▸ THE TASK
Pull out each line in the entries below that contains the string "screen". Case counts, so a line only matches when the capitals and lowercase letters are the same.

▸ PROVIDED ENTRIES
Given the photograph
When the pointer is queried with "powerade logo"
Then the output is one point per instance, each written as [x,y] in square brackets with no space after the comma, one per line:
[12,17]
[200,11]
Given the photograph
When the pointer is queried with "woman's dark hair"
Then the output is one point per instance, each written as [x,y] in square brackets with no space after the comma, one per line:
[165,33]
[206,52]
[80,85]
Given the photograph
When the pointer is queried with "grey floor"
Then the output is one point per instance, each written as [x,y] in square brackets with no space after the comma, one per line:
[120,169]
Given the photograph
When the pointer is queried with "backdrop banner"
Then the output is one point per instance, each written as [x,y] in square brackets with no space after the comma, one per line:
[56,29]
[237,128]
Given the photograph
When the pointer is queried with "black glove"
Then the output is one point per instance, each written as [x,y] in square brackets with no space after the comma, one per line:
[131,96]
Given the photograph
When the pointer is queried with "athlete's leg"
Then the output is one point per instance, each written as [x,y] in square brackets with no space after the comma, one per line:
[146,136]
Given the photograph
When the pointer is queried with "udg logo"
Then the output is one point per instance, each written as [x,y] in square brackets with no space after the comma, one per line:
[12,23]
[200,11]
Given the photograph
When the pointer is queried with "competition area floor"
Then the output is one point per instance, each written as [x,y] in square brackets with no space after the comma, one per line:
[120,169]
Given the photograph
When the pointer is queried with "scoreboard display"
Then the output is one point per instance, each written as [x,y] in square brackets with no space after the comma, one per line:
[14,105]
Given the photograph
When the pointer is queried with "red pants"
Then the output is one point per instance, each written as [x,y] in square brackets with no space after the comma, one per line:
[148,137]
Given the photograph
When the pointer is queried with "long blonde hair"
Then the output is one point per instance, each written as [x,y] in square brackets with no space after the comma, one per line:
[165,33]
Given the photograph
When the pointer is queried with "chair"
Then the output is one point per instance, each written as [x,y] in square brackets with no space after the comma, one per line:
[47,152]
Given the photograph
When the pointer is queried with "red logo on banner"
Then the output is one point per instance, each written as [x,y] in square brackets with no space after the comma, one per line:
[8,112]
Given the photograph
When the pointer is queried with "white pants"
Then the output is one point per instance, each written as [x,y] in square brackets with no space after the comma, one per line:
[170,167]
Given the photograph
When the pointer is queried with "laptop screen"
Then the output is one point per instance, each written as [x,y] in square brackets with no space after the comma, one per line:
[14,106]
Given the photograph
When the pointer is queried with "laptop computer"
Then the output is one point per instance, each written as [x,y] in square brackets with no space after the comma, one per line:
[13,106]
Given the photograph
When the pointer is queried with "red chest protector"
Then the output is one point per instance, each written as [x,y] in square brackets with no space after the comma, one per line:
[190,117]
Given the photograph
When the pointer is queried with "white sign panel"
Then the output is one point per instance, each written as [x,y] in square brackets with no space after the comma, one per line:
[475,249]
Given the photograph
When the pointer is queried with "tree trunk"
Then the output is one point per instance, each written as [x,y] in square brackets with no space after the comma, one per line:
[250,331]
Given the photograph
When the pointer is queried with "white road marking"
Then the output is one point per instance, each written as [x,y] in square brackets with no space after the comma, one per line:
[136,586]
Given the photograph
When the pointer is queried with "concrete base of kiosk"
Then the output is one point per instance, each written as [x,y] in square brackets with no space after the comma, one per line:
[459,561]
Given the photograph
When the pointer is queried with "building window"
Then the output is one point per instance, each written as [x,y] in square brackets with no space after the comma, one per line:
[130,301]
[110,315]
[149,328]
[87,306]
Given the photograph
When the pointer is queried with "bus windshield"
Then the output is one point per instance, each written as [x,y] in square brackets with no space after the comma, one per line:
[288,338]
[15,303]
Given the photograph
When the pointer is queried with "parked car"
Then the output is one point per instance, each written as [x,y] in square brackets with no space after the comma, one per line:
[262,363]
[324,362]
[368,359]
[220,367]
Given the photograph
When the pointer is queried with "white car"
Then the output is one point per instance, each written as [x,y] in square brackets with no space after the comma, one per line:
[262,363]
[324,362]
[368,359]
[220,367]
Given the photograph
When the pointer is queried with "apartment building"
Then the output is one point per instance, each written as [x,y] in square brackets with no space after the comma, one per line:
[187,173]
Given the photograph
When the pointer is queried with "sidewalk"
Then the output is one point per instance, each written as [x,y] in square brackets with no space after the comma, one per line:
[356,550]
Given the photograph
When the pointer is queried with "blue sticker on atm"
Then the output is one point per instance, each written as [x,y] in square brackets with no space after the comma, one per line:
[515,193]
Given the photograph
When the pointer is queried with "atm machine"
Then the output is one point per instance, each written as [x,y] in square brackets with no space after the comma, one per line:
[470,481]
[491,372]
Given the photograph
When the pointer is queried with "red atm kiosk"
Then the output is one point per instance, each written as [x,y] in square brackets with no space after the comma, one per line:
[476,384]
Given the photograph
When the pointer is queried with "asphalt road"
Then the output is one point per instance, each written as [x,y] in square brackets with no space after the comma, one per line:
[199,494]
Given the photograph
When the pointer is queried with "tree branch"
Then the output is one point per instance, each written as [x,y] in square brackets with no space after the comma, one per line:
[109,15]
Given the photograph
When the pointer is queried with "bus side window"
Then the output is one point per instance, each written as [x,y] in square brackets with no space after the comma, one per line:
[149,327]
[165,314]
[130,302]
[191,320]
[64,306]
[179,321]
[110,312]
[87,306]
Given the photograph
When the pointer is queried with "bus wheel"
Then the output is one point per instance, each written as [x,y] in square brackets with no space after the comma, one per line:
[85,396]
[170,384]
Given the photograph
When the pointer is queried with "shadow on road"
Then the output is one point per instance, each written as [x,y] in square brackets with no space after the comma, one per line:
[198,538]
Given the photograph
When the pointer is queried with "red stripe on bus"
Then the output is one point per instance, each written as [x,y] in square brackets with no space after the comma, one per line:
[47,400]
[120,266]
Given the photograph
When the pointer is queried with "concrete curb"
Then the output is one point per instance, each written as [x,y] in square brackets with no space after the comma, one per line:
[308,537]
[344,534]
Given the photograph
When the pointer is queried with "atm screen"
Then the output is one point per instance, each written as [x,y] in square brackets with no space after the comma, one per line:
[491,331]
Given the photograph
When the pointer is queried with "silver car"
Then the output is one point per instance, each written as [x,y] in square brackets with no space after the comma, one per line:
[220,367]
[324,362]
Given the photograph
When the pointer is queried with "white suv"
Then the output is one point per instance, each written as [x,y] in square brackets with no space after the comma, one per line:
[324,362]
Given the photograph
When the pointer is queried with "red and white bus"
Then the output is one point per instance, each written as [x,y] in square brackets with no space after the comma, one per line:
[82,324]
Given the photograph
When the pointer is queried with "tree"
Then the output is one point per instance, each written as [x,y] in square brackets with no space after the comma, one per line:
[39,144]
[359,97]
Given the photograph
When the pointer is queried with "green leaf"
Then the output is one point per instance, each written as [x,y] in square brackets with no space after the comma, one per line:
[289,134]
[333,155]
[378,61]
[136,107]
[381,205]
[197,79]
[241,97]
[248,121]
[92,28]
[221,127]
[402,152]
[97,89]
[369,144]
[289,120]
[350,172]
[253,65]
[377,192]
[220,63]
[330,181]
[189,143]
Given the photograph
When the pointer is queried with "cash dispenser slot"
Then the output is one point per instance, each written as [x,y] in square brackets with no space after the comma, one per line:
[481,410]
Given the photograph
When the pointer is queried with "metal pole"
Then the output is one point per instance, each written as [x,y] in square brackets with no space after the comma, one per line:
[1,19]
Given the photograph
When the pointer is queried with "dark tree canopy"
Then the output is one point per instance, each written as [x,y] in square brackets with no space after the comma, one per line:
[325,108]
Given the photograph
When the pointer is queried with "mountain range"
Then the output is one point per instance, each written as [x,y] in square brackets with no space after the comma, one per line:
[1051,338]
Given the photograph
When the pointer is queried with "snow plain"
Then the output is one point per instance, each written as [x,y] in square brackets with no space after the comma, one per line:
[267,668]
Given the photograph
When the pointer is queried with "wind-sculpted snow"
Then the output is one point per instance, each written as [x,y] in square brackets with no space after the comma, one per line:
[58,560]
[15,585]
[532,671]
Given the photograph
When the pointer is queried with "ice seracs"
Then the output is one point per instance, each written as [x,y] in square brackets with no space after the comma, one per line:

▸ THE RESPONSE
When the pointer is queried with "laptop screen"
When the pointer is queried with "atm screen"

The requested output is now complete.